Mask Off: Psychological Implications of Acting & Role Preparation

“In business, sport, entertainment and beyond an idea is worth next to nothing. The energy, effort, passion, talent, tenacity, strategy, resilience and resourcefulness to see it through and make something of it is worth everything.” ― Rasheed Ogunlaru 


The entertainment business is both lucrative and riveting. There is power in storytelling by way of TV shows and movies. Entertainment in this way has withstood time, generations, and cultures. We can all be uplifted, intrigued, enlightened, inspired, and taken into a desirable escape for 90+ minutes. There is an art to the process that includes several key personnel, however the main characters if you will, are the actors/actresses that bring the written story to life. Once an actor gets casted, they eventually start the process of preparing for the character that they will portray. This preparation can affect the actor in several ways depending on their background and the actual character they are portraying. There are psychological implications that comes with the process that is often overlooked while creating the project and after the project comes out.   

The process of preparing for roles can look different for each actor. However, the end goal is usually the same: to portray the character they are assigned to with their utmost capability. When the actor embodies the character completely, viewers tend to feel more emotionally connected to the character and it makes for more provoking entertainment.   


Method Acting  

Method acting is a  technique or type of acting in which an actor aspires to encourage sincere and emotionally expressive performances by fully inhabiting the role of the character (Maio, 2020). This style attracts a lot of attention due to the extreme level of discipline that some actors are willing to go to stay in character during the entire process of filming which can be close to a year or longer. It is believed that staying in character on and off camera allows the actor to really understand and identify with the character completely. This famed technique has often led to actors who have used it receiving Oscars.

(Collected data)
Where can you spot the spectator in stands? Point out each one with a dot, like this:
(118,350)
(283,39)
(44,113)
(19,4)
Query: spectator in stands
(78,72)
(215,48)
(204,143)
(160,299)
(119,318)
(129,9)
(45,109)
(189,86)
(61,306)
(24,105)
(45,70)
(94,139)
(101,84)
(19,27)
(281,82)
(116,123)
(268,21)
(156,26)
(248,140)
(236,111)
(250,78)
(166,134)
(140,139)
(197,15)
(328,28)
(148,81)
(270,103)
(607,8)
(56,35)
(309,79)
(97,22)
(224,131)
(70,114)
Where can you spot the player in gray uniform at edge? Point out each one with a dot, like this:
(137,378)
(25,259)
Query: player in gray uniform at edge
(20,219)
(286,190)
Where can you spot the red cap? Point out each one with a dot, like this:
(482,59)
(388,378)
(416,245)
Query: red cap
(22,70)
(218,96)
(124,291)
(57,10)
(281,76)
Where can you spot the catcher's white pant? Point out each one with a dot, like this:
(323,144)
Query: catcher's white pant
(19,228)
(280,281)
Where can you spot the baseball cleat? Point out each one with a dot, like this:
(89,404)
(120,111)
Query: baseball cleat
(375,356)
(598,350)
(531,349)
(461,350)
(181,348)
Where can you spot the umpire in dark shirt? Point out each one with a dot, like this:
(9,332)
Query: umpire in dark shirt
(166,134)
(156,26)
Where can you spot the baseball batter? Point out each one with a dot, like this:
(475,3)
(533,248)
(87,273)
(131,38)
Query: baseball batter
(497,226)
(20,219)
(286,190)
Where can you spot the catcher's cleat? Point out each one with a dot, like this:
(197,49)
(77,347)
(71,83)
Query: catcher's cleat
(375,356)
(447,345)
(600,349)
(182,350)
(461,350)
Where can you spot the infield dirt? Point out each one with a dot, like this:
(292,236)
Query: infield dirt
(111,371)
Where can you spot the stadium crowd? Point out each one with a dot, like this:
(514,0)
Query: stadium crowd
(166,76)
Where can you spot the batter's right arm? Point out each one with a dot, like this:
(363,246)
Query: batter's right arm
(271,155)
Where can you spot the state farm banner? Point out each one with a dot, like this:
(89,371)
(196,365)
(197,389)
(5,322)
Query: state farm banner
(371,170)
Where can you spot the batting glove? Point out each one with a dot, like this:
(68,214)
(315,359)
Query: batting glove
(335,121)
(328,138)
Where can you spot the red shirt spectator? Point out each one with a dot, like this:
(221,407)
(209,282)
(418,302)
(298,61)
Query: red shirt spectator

STATED GOAL 1:
Answer these questions from the article on acting:
(a) Who is credited with the quotation at the top?
(b) What end goal is usually shared by actors preparing for roles?
(c) How long can the filming process last, according to the section on method acting?
STATED GOAL 2: Can you turn the paragraph of the article on acting that begins "Method acting is a technique" into a short bulleted list that keeps its main facts?
These lines have nothing to do with the article on acting.

FULL ANSWER 1:
(a) Rasheed Ogunlaru
(b) To portray the character they are assigned to with their utmost capability
(c) Close to a year or longer

FULL ANSWER 2:
- Method acting is a technique in which an actor fully inhabits the character's role to encourage sincere, emotionally expressive performances (Maio, 2020).
- It draws a lot of attention because of the extreme discipline some actors show in staying in character for all of filming, which can last close to a year or longer.
- Staying in character on and off camera is believed to help the actor fully understand and identify with the character.
- Actors who have used it have often received Oscars.